[Source data]

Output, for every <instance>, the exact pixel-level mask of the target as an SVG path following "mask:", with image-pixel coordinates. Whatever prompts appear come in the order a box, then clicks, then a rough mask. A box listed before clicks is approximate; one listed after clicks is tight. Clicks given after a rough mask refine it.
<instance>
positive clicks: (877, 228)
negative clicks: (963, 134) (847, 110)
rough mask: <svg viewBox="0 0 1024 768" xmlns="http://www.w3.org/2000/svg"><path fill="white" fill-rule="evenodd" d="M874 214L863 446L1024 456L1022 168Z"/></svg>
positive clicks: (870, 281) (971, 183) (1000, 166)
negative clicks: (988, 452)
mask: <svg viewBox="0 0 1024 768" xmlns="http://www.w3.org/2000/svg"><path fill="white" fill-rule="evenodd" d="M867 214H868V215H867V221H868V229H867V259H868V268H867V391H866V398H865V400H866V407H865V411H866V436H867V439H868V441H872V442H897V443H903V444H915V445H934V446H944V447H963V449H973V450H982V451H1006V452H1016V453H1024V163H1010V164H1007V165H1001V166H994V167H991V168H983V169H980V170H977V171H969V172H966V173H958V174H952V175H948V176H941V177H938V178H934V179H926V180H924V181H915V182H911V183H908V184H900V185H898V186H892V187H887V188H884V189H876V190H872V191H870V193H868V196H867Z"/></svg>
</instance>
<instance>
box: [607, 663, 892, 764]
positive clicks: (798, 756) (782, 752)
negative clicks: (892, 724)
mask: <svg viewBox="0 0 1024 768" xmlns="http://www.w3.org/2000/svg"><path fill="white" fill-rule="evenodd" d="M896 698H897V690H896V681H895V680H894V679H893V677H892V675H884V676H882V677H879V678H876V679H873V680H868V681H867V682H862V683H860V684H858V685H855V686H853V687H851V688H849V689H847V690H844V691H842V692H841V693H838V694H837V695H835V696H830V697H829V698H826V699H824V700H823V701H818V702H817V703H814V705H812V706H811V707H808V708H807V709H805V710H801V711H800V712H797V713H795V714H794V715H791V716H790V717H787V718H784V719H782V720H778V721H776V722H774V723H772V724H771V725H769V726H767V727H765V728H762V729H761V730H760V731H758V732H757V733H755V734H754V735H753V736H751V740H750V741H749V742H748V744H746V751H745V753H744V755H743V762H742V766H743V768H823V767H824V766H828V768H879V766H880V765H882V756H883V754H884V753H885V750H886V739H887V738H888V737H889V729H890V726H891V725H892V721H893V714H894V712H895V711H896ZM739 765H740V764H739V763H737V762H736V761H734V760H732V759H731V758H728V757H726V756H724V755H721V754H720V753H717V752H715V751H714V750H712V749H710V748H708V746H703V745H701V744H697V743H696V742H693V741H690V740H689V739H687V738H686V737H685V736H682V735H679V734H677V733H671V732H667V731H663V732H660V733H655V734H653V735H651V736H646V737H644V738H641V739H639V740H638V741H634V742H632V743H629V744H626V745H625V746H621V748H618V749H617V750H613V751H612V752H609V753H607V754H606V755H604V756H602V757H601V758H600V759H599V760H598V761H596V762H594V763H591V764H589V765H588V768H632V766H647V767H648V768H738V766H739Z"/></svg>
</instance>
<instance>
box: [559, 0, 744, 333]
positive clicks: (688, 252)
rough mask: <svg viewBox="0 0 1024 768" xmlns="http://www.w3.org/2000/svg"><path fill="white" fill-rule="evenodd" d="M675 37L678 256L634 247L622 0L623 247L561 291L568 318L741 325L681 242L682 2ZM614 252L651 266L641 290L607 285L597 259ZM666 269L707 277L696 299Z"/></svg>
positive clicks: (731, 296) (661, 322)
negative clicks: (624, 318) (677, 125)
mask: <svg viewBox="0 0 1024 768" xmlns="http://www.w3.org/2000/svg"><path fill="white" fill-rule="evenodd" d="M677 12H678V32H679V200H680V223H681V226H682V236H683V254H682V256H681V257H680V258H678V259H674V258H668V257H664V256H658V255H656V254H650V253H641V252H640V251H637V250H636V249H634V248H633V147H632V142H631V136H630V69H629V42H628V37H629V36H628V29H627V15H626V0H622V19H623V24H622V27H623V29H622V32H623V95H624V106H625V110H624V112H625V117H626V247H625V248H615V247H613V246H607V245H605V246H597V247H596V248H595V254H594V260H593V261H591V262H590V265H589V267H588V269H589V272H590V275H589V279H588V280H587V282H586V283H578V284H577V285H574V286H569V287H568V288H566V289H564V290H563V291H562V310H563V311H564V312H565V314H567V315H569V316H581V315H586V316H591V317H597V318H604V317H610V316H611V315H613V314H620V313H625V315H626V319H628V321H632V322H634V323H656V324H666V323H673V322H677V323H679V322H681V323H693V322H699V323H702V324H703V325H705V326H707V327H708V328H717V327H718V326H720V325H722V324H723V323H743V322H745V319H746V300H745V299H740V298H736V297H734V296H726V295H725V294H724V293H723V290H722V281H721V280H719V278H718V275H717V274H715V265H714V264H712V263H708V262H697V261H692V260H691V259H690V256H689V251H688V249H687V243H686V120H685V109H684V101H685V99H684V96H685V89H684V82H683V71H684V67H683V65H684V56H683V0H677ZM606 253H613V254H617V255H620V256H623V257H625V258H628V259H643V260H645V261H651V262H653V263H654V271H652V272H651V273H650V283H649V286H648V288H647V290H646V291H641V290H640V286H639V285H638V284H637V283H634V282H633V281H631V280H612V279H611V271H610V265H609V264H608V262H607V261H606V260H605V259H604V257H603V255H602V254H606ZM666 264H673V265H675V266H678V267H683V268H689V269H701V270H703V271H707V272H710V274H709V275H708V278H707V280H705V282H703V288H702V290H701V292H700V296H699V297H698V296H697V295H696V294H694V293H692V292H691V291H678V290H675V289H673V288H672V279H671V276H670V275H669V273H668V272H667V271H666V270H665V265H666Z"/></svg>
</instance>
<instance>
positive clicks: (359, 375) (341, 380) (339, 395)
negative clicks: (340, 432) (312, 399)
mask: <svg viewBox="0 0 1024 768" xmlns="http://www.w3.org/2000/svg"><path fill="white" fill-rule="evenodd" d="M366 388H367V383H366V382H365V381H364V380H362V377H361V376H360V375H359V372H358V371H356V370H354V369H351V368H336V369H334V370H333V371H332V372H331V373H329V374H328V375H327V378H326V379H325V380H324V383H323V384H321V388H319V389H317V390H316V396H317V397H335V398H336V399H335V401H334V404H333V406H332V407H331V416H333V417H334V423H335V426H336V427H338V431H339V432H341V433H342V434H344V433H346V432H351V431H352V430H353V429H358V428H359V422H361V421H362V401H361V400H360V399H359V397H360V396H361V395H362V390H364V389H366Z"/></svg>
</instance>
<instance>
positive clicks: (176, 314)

[/Source data]

Problem description >>
Nothing but a number is expected: the count of lines in the data that include the word "positive".

Answer space >>
7